EXERCISE:
Make an exact copy of every entry.

INPUT DATA:
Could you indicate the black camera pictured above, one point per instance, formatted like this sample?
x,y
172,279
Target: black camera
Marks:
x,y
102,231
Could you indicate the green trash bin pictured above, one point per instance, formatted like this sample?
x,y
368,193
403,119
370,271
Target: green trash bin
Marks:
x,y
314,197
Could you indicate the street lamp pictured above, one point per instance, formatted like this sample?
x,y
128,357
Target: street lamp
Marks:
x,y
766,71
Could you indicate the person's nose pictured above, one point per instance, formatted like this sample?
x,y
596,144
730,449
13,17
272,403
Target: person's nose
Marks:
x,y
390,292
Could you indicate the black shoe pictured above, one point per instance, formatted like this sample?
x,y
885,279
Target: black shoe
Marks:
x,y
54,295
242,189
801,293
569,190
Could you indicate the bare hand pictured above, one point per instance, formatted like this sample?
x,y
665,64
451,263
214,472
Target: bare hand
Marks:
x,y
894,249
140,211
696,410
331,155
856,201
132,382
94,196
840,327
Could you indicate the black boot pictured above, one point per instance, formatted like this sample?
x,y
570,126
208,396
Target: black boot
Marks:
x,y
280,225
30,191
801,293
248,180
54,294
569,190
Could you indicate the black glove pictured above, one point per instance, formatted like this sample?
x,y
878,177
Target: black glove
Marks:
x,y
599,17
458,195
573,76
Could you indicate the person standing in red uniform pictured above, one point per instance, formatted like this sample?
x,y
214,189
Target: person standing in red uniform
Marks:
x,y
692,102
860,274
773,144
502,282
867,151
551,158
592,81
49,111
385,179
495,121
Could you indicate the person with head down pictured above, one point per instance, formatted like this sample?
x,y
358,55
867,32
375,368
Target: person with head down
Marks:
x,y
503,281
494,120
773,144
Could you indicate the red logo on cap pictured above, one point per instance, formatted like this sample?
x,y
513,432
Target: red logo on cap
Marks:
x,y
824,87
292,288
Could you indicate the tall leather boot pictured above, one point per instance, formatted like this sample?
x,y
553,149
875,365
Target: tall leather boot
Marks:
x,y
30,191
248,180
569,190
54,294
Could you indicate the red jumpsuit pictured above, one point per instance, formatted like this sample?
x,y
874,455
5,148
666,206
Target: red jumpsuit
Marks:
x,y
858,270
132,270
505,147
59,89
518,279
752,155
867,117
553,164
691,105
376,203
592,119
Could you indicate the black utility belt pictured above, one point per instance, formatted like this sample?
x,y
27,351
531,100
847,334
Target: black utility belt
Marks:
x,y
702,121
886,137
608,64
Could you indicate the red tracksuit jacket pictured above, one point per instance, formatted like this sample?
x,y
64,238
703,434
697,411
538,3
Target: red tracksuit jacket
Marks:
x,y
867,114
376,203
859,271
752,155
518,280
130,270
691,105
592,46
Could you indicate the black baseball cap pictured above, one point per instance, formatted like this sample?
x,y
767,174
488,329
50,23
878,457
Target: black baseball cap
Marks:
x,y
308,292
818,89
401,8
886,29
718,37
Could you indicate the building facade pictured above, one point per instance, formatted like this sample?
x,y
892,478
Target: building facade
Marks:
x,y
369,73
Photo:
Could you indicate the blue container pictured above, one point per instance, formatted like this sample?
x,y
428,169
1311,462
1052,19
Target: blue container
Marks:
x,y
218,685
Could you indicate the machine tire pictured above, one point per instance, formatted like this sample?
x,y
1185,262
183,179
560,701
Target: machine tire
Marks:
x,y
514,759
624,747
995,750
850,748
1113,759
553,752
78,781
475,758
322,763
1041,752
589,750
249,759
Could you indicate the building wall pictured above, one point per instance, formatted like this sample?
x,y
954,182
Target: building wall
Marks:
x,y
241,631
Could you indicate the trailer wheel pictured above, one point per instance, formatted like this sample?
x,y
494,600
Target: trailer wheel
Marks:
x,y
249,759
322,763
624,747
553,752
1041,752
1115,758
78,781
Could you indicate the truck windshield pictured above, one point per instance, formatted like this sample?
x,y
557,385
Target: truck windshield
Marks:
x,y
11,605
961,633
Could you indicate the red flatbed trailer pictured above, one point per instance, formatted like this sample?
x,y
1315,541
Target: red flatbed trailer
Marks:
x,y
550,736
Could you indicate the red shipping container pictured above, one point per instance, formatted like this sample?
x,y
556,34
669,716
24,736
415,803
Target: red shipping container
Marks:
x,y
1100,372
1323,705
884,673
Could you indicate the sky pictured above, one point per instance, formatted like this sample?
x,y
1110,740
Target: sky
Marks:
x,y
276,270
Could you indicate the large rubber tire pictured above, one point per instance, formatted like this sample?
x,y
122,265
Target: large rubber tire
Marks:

EXERCISE OUTPUT:
Could you indicate the black camera pictured above, one point per instance, formatted like this sample?
x,y
172,279
Target: black camera
Marks:
x,y
102,231
Could you indicate the green trash bin pictured above, one point per instance, formatted like this sample?
x,y
368,193
403,119
370,271
Target: green trash bin
Marks:
x,y
314,197
Could you indicate the street lamp pictured above, one point per instance, formatted like this sample?
x,y
128,357
Target: street lamp
Marks:
x,y
766,71
Could you indicate the person's nose pictured above, one point per instance, formatted like this sample?
x,y
596,144
730,449
13,17
272,403
Target: person's nose
Marks:
x,y
390,292
Could you indicate the black shoe pictured above, one point per instance, formatted like this sample?
x,y
885,279
Target: black shoe
Marks:
x,y
54,295
242,189
801,293
569,190
Could you indicate the bare hand pictured above, one point per instance, formatted like this sample?
x,y
665,64
451,263
214,472
Target: bare hand
Marks:
x,y
894,249
140,211
696,410
331,155
856,201
132,382
94,196
840,327
Could you indicate the black boot pictured above, one point per instance, formatted like this sample?
x,y
570,126
208,396
Target: black boot
Marks:
x,y
280,225
30,191
801,293
248,180
54,294
569,190
Could you indicate the black glove pictured above, one point per instance, formatted like this sample?
x,y
878,177
Target: black glove
Marks:
x,y
599,17
458,195
573,76
Could you indicate the person standing in red uniform pictured above, one point per instance, formatted like this sample?
x,y
214,189
Target: person standing in red uniform
Marks:
x,y
692,102
860,274
773,144
502,282
867,151
551,158
592,81
49,111
385,179
495,121
Could you indicate the person with head down pictured above, one point per instance, formatted like this sample?
x,y
358,55
867,32
375,368
Target: person with head down
Marks:
x,y
503,281
494,120
773,144
Could you indicate the red logo on cap pictured above, one point per instance, formatted like this sample?
x,y
513,432
Target: red logo on cap
Marks:
x,y
824,87
292,288
Could you indicate the tall leather boot pictured above, one point per instance, formatted like this sample?
x,y
553,149
875,365
Target: tall leather boot
Marks:
x,y
30,191
248,180
569,190
54,294
Could you indicate the red jumpsuit pictured above, one point per instance, formatted like this sample?
x,y
874,455
5,148
666,206
Target: red jumpsuit
Marks:
x,y
858,270
132,270
505,147
59,89
518,279
752,155
867,117
553,164
691,105
376,203
592,119
Could you indicate the black utility belt pictured above, one point per instance, formatted like this sample?
x,y
27,351
531,100
847,334
Target: black utility belt
Marks:
x,y
702,121
886,137
608,64
Could you indicate the red tracksuit jacket pictured above, one point per instance, formatted like this sample?
x,y
64,238
703,434
697,411
538,3
Target: red tracksuit jacket
Marks:
x,y
867,114
376,203
859,271
752,155
518,280
130,270
691,105
592,46
Could you indicate the black baseball cap pictured above, one point per instance, formatted like this sample?
x,y
767,174
488,329
50,23
878,457
Target: black baseball cap
Marks:
x,y
308,292
818,89
401,8
886,29
718,37
Could you indicate the building facade pictured above, one point per instance, formatted like this sample?
x,y
892,478
Target: building facade
Marks:
x,y
369,73
Photo:
Could you indicate the blue container pictured above, one point per instance, formatted like this sample?
x,y
428,169
1311,462
1052,19
Target: blue container
Marks:
x,y
218,685
Could you indicate the machine tire pictured above, one point per instance, formatted like this sample?
x,y
1185,262
183,179
560,701
Target: machine tire
Marks:
x,y
514,759
624,747
995,750
850,748
1113,759
553,752
78,781
475,758
322,763
1041,752
589,750
249,759
Could you indicate the building wall pictured above, one point per instance, formatted like this sample?
x,y
954,182
Target: building wall
Marks:
x,y
241,631
Could you indicate the trailer wheel pictured above, one point per instance, formatted like this sample?
x,y
494,600
Target: trailer wheel
Marks:
x,y
249,759
322,763
624,747
553,752
1041,752
1115,758
78,781
Could you indicate the truck windshield pictured above, one point per instance, formatted like this sample?
x,y
557,385
Target: truck windshield
Marks:
x,y
11,605
961,633
Could you indicate the red flatbed trailer pictured above, one point per instance, formatted like this sample?
x,y
1315,541
Target: red flatbed trailer
Marks:
x,y
550,736
Could you indicate the red shipping container pictured above, one point per instance, formatted like this sample?
x,y
556,34
669,716
24,736
415,803
Target: red shipping container
Marks:
x,y
1100,372
1323,705
884,673
Could you indicate the sky pictured above, one point per instance, formatted like this sample?
x,y
1110,740
Target: sky
Marks:
x,y
276,270
Could you indicate the large rubber tire pictured above, one point per instance, formatted like this sample?
x,y
122,265
Target: large rubber tire
Marks:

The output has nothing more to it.